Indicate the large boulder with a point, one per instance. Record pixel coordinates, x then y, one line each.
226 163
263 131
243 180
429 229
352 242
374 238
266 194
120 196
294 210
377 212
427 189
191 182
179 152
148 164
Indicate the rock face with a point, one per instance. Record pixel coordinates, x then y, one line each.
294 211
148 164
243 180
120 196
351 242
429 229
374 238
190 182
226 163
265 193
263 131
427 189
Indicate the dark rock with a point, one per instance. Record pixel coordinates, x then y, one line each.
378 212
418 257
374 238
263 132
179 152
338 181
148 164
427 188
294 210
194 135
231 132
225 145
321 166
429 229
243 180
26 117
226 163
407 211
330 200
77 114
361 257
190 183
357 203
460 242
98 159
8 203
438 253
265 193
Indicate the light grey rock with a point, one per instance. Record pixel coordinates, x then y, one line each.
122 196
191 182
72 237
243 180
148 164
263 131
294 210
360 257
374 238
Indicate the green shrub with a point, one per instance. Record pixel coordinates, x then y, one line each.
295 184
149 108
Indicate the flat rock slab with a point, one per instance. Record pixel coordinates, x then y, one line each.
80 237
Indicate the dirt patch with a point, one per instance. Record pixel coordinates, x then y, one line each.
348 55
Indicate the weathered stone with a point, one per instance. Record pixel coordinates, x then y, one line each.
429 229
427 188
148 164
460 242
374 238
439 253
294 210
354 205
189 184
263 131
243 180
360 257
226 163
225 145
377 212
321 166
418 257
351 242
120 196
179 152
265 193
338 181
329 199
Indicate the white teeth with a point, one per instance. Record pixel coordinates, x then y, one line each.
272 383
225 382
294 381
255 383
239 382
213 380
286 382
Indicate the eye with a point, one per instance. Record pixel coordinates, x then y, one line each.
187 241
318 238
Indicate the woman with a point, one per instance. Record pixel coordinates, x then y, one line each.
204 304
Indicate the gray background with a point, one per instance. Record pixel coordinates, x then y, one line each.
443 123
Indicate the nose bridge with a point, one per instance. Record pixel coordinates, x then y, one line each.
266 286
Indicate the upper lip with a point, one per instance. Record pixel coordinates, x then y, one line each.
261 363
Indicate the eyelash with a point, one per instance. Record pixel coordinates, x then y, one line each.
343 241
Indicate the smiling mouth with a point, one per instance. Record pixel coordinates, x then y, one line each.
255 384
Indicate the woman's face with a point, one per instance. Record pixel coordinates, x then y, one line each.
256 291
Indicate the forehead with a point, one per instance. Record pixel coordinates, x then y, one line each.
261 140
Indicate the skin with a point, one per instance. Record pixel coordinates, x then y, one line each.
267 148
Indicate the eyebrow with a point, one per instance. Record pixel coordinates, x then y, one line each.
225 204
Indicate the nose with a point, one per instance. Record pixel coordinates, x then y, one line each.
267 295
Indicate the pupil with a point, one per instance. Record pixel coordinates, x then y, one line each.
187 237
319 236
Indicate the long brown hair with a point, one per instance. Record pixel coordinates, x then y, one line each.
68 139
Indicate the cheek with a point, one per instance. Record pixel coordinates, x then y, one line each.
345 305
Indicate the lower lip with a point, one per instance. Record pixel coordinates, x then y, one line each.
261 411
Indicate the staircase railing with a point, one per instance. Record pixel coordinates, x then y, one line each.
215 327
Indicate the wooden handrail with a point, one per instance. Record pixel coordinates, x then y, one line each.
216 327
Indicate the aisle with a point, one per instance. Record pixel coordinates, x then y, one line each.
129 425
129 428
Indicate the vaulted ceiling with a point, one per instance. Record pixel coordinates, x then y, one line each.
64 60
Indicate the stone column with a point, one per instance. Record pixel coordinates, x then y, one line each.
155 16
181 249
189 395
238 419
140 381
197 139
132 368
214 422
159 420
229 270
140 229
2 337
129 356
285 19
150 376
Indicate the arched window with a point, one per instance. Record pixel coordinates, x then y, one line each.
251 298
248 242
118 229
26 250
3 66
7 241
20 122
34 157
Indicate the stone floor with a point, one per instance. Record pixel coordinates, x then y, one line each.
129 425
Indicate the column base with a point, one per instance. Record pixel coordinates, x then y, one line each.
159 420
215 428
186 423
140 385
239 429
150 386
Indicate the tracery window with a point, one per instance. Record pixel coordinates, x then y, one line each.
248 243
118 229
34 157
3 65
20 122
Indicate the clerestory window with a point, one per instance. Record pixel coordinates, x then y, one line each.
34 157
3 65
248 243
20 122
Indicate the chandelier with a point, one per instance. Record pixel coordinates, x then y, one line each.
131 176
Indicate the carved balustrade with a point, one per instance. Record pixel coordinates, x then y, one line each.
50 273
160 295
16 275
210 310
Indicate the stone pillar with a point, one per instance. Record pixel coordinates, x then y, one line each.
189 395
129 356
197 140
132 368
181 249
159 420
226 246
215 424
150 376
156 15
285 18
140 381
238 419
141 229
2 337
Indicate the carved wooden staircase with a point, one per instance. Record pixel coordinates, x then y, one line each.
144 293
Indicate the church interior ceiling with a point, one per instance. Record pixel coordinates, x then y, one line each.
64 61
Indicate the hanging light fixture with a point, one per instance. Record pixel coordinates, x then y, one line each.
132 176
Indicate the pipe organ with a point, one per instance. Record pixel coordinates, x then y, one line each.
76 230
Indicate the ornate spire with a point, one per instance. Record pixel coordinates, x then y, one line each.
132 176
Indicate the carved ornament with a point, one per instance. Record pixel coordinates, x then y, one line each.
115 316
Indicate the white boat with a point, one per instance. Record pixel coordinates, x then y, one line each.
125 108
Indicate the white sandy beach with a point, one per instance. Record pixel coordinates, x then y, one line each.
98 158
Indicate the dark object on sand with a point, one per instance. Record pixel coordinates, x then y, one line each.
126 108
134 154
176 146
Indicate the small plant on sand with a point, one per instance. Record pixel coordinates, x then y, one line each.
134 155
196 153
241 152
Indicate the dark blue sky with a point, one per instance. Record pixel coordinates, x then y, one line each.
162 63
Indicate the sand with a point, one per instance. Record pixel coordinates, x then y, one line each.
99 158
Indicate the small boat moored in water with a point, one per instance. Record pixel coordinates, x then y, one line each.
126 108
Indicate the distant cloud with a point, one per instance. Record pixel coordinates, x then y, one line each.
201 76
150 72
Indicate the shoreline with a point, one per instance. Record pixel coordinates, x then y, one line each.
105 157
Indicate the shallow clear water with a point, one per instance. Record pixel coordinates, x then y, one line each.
◇ ◇ ◇ ◇
### EXERCISE AIM
Please make the answer a complete, exact reproduction of the records.

### RESULT
Indicate the large boulder with a point, one per instance. Record pixel coordinates, x then y, one line each.
226 163
263 131
243 180
429 229
352 242
374 238
266 194
120 196
294 210
377 212
427 189
191 182
179 152
148 164
Indicate the rock face with a point, one per instance. Record pixel coordinates, x then y, one line each.
294 211
148 164
243 180
120 196
351 242
429 229
374 238
190 182
226 163
265 193
263 131
427 189
Indicate the dark rock with a point, one per instance. Record pixel coordinates, x then y, one line each.
378 212
418 257
374 238
263 132
179 152
338 181
148 164
427 188
294 210
194 135
231 132
225 145
321 166
429 229
243 180
26 117
226 163
407 211
330 200
77 114
361 257
190 183
357 203
460 242
98 159
8 203
438 253
265 193
Indicate the light grey rock with a point, one per instance. Record pixel coordinates, x then y, one line each.
122 196
191 182
72 237
243 180
148 164
263 131
294 210
360 257
374 238
Indicate the green shrub with a point, one per instance. Record pixel coordinates, x then y, one line each.
295 184
149 108
Indicate the flat rock slab with a point, one per instance. Record pixel coordinates, x then y, one line each.
80 237
Indicate the dirt patch with a point, one per instance. Record pixel coordinates, x then y, one line each.
348 55
Indicate the weathered stone with a point, one per instance. Record pixel coordinates, x then y, one line each.
429 229
427 188
148 164
460 242
374 238
439 253
294 210
354 205
189 184
263 131
243 180
360 257
226 163
225 145
377 212
321 166
418 257
351 242
120 196
179 152
265 193
338 181
329 199
Indicate the white teeth with a point, one per instance. Record pixel coordinates, x then y, one line each.
272 383
225 382
294 381
255 383
239 382
213 380
286 382
Indicate the eye with a point, one per instance. Record pixel coordinates, x then y, one line each.
187 241
318 238
Indicate the woman with a point, one per instance. Record pixel coordinates, x then y, one line each.
204 304
Indicate the gray background with a point, one per instance. Record pixel coordinates, x then y, one line each.
443 123
Indicate the nose bridge with a point, one per instance. Record pixel coordinates, x then y, one line each.
266 286
Indicate the upper lip with a point, one per instance. Record pixel coordinates, x then y, one line each.
261 363
Indicate the eyelash with a point, one per instance. Record pixel coordinates, x then y, one line each.
343 241
Indicate the smiling mouth with a point, one per instance. Record pixel coordinates, x then y, one line each.
255 384
Indicate the woman's face with a point, one per instance. Record pixel coordinates, x then y, one line each.
256 291
Indicate the forehead with a point, one per instance. Record pixel coordinates, x then y, one line each.
261 140
Indicate the skin with a point, one per instance. Record pixel coordinates, x then y, one line each.
267 148
Indicate the eyebrow with a point, one per instance. Record pixel coordinates, x then y, one line each.
225 204
Indicate the nose with a point, one per instance. Record pixel coordinates, x then y, one line each.
267 295
Indicate the pupil with a point, one per instance. Record pixel coordinates, x then y, one line each.
187 237
319 236
Indicate the long brown hair with a point, one per instance. Record pixel coordinates, x then y, one line each.
68 139
Indicate the cheek with a point, one per instance. Record pixel coordinates, x then y, one line each.
345 305
Indicate the lower lip with a point, one per instance. Record pixel coordinates, x then y, one line each.
261 411
Indicate the staircase railing with a point, one per instance. Record pixel coordinates, x then y, one line each.
215 327
Indicate the wooden handrail with a point, one per instance. Record pixel coordinates, x then y, one line each.
216 327
Indicate the aisle with a point, one per instance. Record pixel coordinates, x then y, one line each.
129 425
129 428
Indicate the vaulted ceiling with a point, one per instance. Record pixel coordinates, x then y, one line each.
64 60
Indicate the stone column with a point, one per instance. Record pixel coordinates, x then y, one line each.
155 16
181 249
189 395
238 419
140 381
197 139
132 368
214 422
159 420
229 270
140 229
2 337
129 356
285 19
150 376
Indicate the arched window with a point, one per instance. Record pixel coordinates, x then y, one line each.
251 298
248 242
118 229
26 250
3 66
7 241
20 122
34 157
Indicate the stone floor with a point, one per instance. Record pixel coordinates, x then y, one line each.
129 425
Indicate the column base with a point, one per instance. Record pixel coordinates, x then y, one line each.
159 420
215 428
186 423
140 385
239 429
150 386
Indicate the tracery window with a point, one per instance. Record pixel coordinates, x then y, one line each.
248 243
118 229
34 157
3 65
20 122
Indicate the clerestory window with a point, one per instance. Record pixel coordinates, x then y, one line each.
34 157
3 65
248 243
20 122
Indicate the chandelier with a point, one per instance. Record pixel coordinates, x then y, one line each.
131 176
Indicate the carved balustrade with a point, one per instance. Record pixel coordinates, x then y, one line each.
50 273
160 295
16 275
210 310
Indicate the stone pillar with a point, one per instance. Record pixel coordinates, x then y, one line each.
189 395
129 356
197 140
132 368
181 249
159 420
226 246
215 424
150 376
156 15
285 18
140 381
238 419
141 229
2 337
Indicate the carved wooden staircase with a point, one per instance. Record pixel coordinates, x then y, one line each.
144 293
Indicate the church interior ceiling with a point, one per instance. Record pixel coordinates, x then y, one line each.
64 61
Indicate the hanging light fixture with a point, one per instance. Record pixel coordinates, x then y, one line each.
132 176
Indicate the pipe organ with a point, one per instance. Record pixel coordinates, x then y, one line each.
76 230
Indicate the ornate spire with a point, one per instance. Record pixel coordinates, x then y, one line each.
132 176
Indicate the carved ornament with a point, one per instance. Record pixel coordinates, x then y, one line each.
115 316
Indicate the white boat with a point, one per instance. Record pixel coordinates, x then y, one line each.
125 108
Indicate the white sandy beach with a point, one per instance. Record pixel coordinates, x then y, one line each.
98 158
Indicate the dark object on sand with a point, one per instance. Record pixel coordinates, x then y, one line each.
126 108
134 154
176 146
Indicate the small plant on sand with a point, one per instance. Record pixel coordinates, x then y, one line each.
134 155
196 153
241 152
Indicate the dark blue sky with a point, one per instance. Record pixel coordinates, x then y, one line each.
162 63
Indicate the sand with a point, one per instance. Record pixel coordinates, x then y, one line each.
99 158
Indicate the small boat moored in water with a point, one per instance. Record pixel coordinates, x then y, one line each.
126 108
Indicate the distant cloud with a point, one per instance. Record pixel coordinates, x then y, one line each.
201 76
150 72
Indicate the shoreline with a point, one per instance. Record pixel coordinates, x then y, one line each.
105 157
Indicate the shallow clear water with a point, one per instance. Record pixel coordinates, x then y, one line each.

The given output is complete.